(Rows from a segmentation dataset)

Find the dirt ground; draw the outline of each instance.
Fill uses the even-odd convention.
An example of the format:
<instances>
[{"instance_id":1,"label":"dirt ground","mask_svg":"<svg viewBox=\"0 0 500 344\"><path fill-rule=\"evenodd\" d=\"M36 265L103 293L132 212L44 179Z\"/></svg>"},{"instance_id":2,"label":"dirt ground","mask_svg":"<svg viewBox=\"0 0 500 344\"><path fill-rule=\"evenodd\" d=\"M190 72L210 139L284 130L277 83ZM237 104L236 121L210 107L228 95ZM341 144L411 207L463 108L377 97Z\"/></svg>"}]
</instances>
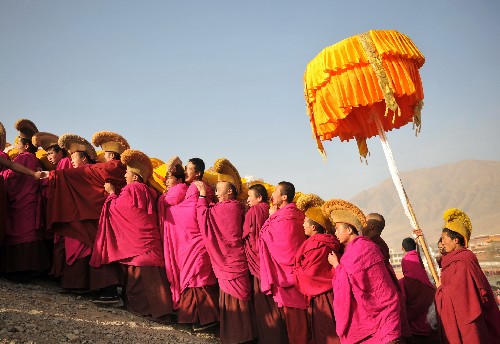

* [Problem requirements]: Rewrite every line of the data above as a numbered list, dropping any blank lines. Leave the pictures out of your answer.

* [Reply]:
1. Find the dirt ground; draw the outline of each instance.
2. Fill uses the even-odd convention.
3. An example of the format:
4. <instances>
5. [{"instance_id":1,"label":"dirt ground","mask_svg":"<svg viewBox=\"0 0 500 344\"><path fill-rule=\"evenodd\" d=\"M36 265L103 293L132 212L44 179Z\"/></svg>"},{"instance_id":2,"label":"dirt ground","mask_svg":"<svg viewBox=\"0 0 500 344\"><path fill-rule=\"evenodd\" d=\"M190 72L210 139L284 130L277 83ZM237 104L236 121L210 107L228 95ZM341 144L411 207L463 108L377 97Z\"/></svg>"}]
6. </instances>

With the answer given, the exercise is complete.